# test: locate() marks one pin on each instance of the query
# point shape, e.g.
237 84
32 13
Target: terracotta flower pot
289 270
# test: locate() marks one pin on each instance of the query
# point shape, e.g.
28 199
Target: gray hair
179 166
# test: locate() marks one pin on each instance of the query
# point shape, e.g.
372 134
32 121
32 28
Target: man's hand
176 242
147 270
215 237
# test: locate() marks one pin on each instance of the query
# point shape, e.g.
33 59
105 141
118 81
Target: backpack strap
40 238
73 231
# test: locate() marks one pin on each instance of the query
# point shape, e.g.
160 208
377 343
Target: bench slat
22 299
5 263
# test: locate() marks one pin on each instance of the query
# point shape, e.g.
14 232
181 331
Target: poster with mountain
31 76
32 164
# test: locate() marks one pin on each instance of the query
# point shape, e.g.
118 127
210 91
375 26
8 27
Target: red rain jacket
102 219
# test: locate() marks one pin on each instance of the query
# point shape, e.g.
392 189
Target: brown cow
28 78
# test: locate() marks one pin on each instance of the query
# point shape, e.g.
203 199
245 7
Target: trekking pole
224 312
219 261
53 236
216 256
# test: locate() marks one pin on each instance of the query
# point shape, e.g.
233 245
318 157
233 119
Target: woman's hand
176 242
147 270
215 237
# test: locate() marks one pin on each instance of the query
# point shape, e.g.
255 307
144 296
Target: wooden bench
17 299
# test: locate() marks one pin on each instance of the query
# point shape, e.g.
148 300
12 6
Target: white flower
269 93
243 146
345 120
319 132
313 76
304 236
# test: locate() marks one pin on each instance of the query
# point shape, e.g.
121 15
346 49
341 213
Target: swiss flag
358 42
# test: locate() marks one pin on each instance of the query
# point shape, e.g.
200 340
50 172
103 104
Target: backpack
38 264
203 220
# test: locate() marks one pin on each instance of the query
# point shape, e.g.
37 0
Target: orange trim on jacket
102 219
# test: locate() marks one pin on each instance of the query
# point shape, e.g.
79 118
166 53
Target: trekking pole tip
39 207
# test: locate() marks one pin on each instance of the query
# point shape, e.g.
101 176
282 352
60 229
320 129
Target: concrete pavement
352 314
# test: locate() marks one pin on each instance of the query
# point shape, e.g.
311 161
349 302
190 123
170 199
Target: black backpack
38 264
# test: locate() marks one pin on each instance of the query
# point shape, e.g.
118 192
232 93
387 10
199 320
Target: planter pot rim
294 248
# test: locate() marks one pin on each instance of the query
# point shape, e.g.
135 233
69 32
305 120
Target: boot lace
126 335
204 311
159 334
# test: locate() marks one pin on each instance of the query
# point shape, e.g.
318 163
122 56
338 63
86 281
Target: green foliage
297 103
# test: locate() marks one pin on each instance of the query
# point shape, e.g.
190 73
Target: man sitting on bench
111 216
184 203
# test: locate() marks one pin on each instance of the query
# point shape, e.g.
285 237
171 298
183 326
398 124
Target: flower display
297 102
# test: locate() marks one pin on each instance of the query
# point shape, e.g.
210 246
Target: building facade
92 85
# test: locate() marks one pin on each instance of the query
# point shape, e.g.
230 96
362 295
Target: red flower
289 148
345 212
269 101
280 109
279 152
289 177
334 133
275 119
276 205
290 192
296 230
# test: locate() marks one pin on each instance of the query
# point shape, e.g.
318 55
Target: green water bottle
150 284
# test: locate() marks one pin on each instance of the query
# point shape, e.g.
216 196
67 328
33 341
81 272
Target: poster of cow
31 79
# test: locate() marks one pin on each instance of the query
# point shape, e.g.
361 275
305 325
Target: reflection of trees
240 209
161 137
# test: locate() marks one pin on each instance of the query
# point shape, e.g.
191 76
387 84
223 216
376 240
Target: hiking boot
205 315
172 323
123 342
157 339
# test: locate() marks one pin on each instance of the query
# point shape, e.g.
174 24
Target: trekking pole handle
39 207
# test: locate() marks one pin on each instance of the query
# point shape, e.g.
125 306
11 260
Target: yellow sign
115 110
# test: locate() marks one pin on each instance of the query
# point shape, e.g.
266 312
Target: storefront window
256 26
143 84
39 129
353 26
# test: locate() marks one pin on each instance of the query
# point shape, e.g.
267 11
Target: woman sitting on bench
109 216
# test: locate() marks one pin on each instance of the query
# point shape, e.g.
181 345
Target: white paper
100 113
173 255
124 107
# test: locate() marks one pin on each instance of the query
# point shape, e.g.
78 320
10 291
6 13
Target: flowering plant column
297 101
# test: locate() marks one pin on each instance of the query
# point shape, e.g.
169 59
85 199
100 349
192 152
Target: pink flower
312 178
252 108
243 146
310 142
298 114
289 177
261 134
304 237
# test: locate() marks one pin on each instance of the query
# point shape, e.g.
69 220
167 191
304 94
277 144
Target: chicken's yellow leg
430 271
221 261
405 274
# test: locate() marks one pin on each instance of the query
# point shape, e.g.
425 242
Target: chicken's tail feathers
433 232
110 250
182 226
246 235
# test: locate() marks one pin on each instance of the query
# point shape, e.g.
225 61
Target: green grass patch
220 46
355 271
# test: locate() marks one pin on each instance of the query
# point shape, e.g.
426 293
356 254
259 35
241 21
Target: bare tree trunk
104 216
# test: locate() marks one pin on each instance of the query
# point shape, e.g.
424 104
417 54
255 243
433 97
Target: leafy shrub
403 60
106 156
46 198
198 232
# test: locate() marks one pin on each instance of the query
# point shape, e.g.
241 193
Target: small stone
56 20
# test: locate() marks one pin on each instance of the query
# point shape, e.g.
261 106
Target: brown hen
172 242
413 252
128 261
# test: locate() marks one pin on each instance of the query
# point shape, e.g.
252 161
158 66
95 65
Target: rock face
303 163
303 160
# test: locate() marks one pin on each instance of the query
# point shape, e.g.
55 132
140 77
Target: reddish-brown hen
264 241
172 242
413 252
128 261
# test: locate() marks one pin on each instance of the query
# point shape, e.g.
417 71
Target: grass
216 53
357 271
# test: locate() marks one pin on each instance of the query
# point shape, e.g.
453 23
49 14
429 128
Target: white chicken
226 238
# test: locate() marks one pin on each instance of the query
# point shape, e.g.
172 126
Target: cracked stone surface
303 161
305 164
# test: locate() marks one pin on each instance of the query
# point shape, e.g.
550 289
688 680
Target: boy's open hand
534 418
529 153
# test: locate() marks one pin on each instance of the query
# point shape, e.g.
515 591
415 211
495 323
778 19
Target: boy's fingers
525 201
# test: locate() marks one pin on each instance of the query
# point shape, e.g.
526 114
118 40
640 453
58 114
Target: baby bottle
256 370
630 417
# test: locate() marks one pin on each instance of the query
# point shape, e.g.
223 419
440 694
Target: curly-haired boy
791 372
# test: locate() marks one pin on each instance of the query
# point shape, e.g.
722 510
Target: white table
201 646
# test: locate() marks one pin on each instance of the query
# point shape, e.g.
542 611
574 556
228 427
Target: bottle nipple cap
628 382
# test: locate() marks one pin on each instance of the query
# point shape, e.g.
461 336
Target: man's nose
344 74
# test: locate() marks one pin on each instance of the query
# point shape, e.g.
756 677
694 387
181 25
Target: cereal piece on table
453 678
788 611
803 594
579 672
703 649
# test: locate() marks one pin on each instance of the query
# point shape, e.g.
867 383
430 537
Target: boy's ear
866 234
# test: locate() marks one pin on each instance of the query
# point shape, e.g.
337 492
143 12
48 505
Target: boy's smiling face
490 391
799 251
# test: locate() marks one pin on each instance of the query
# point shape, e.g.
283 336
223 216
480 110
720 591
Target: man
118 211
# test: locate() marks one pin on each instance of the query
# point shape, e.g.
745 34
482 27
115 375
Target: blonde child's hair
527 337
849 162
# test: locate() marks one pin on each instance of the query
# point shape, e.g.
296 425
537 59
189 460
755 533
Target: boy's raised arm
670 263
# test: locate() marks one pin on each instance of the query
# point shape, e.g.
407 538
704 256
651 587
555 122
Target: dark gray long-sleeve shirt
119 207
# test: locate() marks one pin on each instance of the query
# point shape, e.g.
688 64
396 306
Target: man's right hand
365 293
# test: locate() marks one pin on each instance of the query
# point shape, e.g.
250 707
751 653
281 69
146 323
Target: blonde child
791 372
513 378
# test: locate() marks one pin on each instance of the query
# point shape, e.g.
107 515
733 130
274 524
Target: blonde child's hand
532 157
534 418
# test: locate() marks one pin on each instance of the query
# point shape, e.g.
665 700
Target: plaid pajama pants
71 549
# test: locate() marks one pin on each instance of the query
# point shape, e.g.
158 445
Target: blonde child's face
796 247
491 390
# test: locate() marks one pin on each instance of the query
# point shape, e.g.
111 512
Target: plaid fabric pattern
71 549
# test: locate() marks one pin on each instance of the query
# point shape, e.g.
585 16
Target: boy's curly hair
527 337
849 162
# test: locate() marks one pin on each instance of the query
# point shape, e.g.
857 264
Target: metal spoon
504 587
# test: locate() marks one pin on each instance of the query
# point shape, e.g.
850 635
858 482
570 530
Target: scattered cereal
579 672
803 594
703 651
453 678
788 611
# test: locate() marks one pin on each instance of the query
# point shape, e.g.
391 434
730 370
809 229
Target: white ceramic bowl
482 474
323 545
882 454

··········

Which lines of the records above contain the string "pole"? Return every such line in full.

#### Solution for this problem
Target: trekking pole
Target: trekking pole tip
Target: trekking pole handle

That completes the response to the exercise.